--- GOAL ---
Pick out each line of the listing below that contains the word "frosting" and copy those lines unchanged.

* * *

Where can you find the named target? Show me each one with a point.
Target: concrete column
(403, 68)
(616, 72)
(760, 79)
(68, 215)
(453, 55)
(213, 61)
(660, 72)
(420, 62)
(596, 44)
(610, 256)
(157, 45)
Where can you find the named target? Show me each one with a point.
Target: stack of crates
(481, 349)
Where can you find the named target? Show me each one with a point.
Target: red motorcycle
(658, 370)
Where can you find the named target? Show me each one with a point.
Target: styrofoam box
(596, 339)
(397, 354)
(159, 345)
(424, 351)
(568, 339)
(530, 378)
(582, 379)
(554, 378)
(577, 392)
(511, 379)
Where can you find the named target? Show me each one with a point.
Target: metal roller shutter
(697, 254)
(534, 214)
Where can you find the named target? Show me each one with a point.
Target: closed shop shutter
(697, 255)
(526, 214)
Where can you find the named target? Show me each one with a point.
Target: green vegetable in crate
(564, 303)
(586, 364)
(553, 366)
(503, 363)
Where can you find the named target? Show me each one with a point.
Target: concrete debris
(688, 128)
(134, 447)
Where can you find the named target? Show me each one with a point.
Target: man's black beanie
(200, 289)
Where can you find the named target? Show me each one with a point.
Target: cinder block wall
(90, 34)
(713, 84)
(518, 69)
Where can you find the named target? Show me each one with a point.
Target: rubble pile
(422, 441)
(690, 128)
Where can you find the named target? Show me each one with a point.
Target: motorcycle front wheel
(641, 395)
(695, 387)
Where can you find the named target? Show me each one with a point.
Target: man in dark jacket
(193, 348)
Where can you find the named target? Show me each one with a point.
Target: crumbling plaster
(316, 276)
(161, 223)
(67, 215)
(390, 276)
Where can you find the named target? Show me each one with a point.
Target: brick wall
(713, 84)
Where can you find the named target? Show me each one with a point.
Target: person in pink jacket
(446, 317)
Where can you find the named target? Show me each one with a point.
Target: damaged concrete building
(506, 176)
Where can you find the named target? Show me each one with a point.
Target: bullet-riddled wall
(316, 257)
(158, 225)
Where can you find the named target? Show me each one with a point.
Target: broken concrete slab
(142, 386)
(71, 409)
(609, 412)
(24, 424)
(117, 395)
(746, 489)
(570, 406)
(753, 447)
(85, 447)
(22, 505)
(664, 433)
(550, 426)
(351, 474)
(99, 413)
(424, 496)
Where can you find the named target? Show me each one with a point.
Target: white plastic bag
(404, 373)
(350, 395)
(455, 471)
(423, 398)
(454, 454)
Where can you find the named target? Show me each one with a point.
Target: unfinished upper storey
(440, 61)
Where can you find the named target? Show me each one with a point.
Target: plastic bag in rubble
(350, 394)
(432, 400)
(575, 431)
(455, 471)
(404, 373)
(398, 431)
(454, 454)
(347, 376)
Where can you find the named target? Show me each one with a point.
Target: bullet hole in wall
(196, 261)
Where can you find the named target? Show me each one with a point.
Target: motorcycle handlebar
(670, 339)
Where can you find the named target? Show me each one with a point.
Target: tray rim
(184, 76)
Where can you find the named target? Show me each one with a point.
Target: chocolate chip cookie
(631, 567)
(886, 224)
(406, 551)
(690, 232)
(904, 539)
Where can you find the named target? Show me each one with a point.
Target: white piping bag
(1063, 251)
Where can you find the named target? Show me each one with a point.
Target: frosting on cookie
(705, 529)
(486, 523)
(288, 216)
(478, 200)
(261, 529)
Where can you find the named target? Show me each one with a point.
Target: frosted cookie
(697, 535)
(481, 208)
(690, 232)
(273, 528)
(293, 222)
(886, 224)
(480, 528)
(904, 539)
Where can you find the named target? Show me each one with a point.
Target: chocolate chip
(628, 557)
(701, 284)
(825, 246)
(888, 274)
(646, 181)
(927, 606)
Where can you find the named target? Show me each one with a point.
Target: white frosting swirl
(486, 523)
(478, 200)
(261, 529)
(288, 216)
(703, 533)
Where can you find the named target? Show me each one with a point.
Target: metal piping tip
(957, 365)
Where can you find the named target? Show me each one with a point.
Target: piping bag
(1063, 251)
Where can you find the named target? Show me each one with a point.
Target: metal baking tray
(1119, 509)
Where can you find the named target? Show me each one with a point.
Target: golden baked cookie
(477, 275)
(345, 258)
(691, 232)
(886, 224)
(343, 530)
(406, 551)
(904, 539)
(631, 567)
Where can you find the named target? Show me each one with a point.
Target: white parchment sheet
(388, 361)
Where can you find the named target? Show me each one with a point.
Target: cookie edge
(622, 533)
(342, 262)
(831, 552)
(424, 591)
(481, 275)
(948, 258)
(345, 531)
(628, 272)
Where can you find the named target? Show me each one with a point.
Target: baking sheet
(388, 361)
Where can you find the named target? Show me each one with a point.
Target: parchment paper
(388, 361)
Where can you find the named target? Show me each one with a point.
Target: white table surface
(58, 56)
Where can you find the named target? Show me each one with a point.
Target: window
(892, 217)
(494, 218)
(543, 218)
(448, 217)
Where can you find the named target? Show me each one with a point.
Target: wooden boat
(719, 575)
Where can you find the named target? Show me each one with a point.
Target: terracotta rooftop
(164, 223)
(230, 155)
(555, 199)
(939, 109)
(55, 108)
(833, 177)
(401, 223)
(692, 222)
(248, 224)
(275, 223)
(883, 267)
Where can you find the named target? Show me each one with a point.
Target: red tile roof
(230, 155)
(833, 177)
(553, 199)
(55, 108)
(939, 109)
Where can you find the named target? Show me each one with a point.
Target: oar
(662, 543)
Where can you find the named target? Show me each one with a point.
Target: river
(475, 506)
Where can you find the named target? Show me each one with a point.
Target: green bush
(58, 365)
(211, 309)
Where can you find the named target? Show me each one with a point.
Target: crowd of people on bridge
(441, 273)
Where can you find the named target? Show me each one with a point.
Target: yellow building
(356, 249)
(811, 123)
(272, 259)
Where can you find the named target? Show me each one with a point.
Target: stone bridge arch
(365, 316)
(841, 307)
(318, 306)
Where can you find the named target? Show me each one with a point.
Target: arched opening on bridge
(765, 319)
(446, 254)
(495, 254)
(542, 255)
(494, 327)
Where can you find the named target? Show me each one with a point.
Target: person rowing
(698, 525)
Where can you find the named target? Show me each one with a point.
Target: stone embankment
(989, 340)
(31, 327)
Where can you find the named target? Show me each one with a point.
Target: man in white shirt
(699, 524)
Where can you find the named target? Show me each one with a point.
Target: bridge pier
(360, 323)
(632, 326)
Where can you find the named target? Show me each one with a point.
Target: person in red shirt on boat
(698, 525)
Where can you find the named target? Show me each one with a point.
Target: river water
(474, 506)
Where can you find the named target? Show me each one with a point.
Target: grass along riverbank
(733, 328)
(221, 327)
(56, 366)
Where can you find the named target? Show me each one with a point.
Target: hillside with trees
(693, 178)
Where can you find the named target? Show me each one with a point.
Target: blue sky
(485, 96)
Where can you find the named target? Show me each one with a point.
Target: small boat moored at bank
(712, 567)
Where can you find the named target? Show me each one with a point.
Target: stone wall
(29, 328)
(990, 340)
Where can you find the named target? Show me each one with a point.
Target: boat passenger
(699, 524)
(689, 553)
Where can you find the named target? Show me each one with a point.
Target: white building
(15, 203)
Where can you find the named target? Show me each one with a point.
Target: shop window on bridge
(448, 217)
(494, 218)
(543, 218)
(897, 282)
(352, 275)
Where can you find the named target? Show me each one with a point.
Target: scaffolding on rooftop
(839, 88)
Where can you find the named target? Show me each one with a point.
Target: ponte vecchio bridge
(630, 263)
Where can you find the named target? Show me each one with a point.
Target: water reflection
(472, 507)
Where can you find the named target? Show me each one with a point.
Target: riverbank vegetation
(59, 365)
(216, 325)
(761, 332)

* * *

--- RESPONSE BELOW ---
Target: frosting on cookie
Target: white frosting swirl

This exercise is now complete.